### REQUIREMENT:
Which lines in the items below contain the string "stone"? Gather every one of them and copy each line out in full.

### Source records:
::::

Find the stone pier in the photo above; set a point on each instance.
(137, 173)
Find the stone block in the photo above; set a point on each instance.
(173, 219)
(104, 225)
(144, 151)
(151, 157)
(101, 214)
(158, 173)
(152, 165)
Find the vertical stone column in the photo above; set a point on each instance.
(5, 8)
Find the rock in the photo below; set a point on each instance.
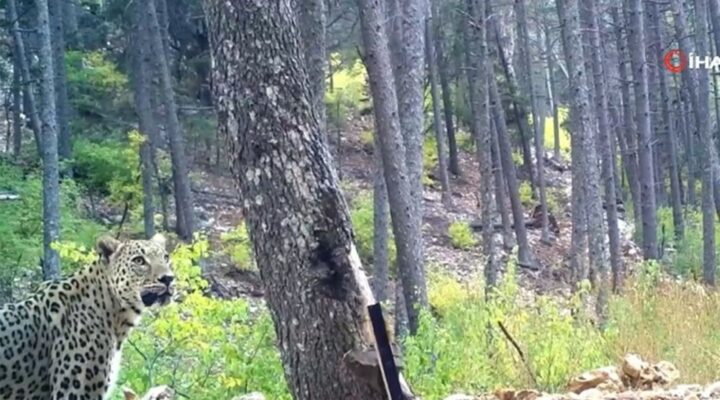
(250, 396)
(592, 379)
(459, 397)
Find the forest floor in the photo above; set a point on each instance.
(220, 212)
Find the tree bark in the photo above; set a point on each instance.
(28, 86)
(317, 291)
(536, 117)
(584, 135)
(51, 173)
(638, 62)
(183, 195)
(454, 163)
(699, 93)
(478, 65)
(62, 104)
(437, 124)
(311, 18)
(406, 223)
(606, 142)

::::

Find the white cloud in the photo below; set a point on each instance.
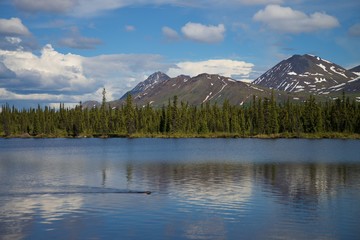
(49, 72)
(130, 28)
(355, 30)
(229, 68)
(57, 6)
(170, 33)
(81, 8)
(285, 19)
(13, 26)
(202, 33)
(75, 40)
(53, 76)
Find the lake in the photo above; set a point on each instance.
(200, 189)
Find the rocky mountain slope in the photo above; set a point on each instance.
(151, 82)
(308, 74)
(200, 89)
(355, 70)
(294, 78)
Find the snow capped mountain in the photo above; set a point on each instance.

::::

### WORKED ANSWER:
Find the stone pier in the photo above; set a point on each instance.
Find the stone block in the photo above; set a point on each instance.
Find the vertical stone column in the photo above; set a point on each instance.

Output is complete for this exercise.